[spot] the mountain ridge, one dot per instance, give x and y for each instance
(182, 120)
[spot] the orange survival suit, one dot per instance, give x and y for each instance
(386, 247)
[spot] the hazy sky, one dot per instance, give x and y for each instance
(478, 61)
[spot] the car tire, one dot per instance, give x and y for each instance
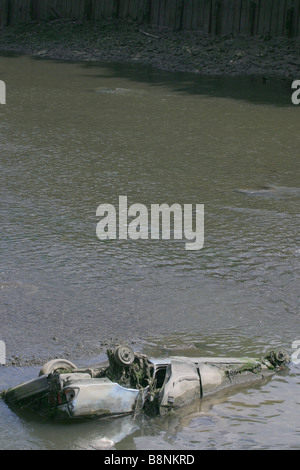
(124, 356)
(56, 364)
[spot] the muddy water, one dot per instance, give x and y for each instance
(73, 136)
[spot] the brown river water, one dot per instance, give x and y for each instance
(76, 135)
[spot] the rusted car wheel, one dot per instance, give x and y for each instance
(57, 364)
(124, 356)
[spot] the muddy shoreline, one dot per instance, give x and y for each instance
(120, 41)
(138, 44)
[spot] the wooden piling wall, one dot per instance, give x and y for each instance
(273, 18)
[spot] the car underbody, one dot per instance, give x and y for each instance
(129, 382)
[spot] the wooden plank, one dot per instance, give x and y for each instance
(216, 17)
(287, 14)
(155, 12)
(296, 17)
(268, 17)
(274, 17)
(280, 19)
(187, 15)
(237, 17)
(230, 17)
(124, 5)
(297, 28)
(245, 7)
(207, 16)
(200, 15)
(171, 9)
(162, 13)
(178, 23)
(196, 12)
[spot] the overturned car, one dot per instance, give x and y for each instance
(130, 382)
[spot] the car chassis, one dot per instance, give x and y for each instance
(130, 382)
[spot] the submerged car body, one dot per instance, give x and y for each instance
(130, 382)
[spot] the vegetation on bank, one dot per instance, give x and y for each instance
(120, 41)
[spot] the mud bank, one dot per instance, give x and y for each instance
(118, 41)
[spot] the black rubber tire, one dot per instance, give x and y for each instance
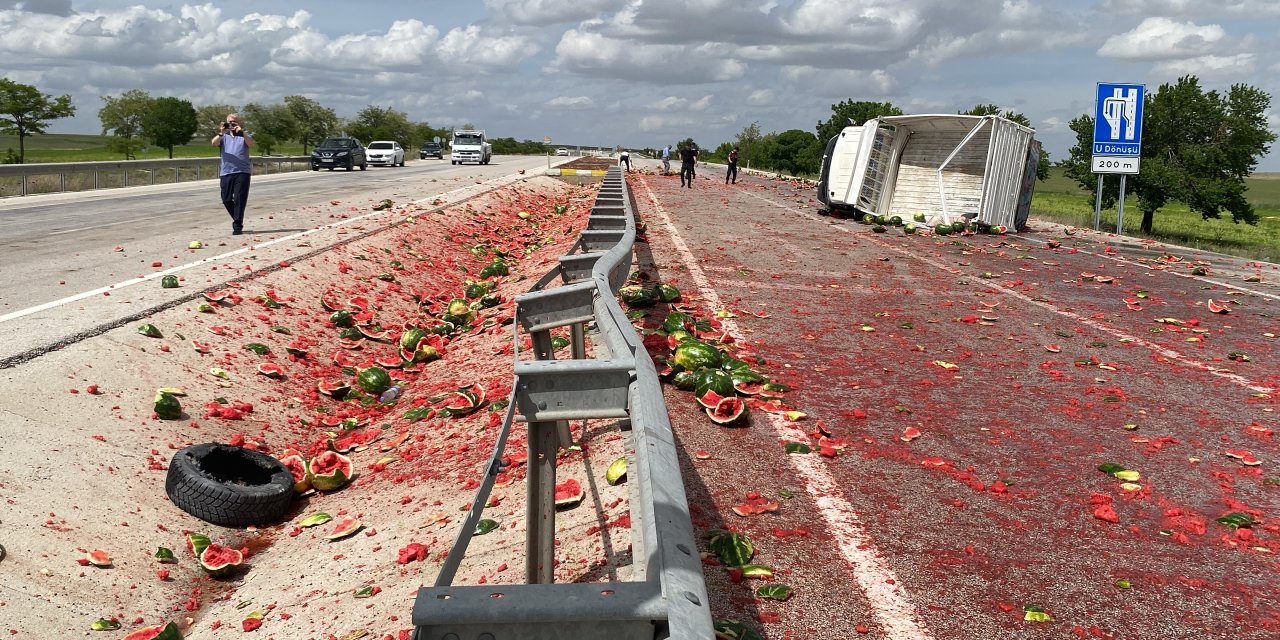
(229, 485)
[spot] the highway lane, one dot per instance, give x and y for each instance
(86, 260)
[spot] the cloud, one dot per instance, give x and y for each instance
(1208, 67)
(571, 103)
(1162, 39)
(597, 55)
(1192, 8)
(50, 7)
(544, 13)
(471, 46)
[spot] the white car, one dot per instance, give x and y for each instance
(385, 152)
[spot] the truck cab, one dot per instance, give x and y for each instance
(470, 146)
(430, 150)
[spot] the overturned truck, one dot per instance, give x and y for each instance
(944, 168)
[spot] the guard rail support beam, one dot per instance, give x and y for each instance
(606, 222)
(600, 240)
(576, 268)
(542, 612)
(572, 389)
(543, 310)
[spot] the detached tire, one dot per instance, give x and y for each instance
(229, 485)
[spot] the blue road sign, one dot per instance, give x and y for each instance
(1118, 120)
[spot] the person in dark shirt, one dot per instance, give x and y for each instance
(688, 158)
(233, 145)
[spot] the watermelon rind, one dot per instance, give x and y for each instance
(728, 411)
(374, 380)
(568, 493)
(337, 479)
(220, 561)
(693, 355)
(156, 632)
(617, 471)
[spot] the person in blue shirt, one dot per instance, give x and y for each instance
(234, 142)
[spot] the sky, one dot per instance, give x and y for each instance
(640, 73)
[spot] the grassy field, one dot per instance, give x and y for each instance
(1061, 200)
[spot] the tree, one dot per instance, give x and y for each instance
(314, 122)
(794, 152)
(1042, 168)
(170, 122)
(210, 119)
(855, 113)
(24, 112)
(382, 123)
(1197, 147)
(269, 124)
(748, 142)
(123, 117)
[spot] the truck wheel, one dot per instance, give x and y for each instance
(229, 485)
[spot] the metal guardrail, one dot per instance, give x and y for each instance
(667, 595)
(124, 167)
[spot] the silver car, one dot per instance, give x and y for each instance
(385, 152)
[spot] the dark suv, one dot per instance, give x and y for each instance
(334, 152)
(429, 150)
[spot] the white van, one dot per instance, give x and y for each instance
(949, 168)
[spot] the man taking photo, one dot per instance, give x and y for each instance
(234, 144)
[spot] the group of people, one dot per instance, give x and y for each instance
(689, 164)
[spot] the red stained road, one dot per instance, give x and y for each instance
(999, 502)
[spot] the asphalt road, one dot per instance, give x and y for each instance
(91, 259)
(972, 387)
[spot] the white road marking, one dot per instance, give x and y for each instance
(890, 604)
(1162, 351)
(108, 224)
(131, 282)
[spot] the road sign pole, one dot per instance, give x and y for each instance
(1097, 206)
(1120, 209)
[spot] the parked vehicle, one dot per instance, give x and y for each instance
(385, 152)
(430, 150)
(933, 169)
(334, 152)
(470, 146)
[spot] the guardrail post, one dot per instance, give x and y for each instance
(540, 508)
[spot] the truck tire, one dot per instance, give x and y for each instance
(229, 485)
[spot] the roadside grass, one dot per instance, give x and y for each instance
(77, 147)
(1063, 201)
(1059, 199)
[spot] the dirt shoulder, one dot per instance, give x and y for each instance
(87, 457)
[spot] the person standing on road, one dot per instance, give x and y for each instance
(688, 156)
(233, 145)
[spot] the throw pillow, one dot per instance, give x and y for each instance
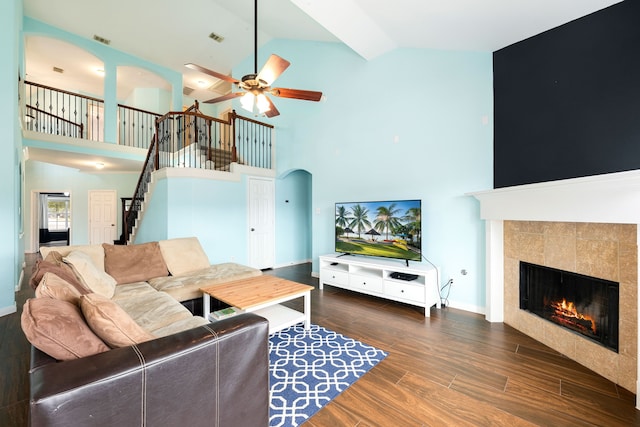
(111, 323)
(53, 263)
(183, 255)
(134, 263)
(52, 286)
(95, 279)
(57, 328)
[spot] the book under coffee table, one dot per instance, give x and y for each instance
(262, 295)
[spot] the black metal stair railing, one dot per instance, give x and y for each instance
(191, 139)
(59, 112)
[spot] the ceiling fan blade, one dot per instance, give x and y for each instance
(212, 73)
(224, 97)
(273, 68)
(273, 111)
(306, 95)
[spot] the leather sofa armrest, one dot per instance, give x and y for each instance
(213, 375)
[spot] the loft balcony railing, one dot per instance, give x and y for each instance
(191, 139)
(58, 112)
(177, 139)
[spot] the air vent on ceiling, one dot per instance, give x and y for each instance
(216, 37)
(101, 39)
(221, 86)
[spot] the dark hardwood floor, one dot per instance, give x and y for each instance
(453, 368)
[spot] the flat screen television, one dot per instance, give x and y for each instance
(388, 228)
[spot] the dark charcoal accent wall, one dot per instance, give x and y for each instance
(567, 101)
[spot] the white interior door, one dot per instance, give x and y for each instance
(102, 216)
(261, 223)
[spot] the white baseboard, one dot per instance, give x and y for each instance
(304, 261)
(467, 307)
(4, 311)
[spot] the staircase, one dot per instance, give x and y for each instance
(189, 139)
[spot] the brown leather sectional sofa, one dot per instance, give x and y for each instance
(213, 375)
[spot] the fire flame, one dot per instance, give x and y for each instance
(566, 309)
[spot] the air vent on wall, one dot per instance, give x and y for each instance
(216, 37)
(101, 39)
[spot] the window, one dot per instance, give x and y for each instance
(58, 213)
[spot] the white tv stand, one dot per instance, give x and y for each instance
(372, 276)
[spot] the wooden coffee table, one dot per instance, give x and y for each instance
(262, 295)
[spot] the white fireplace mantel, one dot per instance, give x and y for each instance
(608, 198)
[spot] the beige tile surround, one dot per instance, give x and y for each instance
(606, 251)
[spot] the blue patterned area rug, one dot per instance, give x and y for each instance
(309, 368)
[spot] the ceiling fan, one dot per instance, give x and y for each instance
(255, 87)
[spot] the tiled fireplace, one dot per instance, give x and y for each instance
(587, 226)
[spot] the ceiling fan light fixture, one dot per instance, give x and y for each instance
(247, 100)
(262, 103)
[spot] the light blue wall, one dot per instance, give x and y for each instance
(150, 99)
(293, 218)
(438, 104)
(214, 211)
(11, 246)
(45, 177)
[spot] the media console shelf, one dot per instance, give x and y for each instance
(374, 277)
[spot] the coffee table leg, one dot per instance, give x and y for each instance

Challenge = Output the lines from the line containing "[spot] the window, one" to the end, both included; add nothing.

Written solution =
[spot] the window, one dot per instance, give x and y for each instance
(58, 213)
[spot] the white tv stand, one dot per instance, give x and y for each instance
(372, 276)
[spot] the wooden coffee table, one dot per instance, give x and y for each instance
(262, 295)
[spot] the white fireplace mantel, one dot per instance, give x and y for each instance
(608, 198)
[spot] the beige tile surround, one dot per instance, give x and y for each instance
(606, 251)
[spot] the blue patterned area rug, one dot per instance, give x and y for each instance
(309, 368)
[spot] the ceiling fan, one dot per instance, give x and y for each instance
(255, 87)
[spot] the tiled fireplace, one dot per instance, give x and y for each instance
(587, 226)
[spot] the ceiling fan light fixture, one dot per instance, give x and y for each instance
(247, 100)
(262, 103)
[spot] the light blue wall, one dot per instance, give x and y for each instance
(150, 99)
(293, 218)
(438, 104)
(214, 211)
(11, 246)
(45, 177)
[spot] the media console shelf, one dot per instance, give x and y for each instance
(374, 277)
[spot] the coffee table leg, one dot per instance, give x and y for each instance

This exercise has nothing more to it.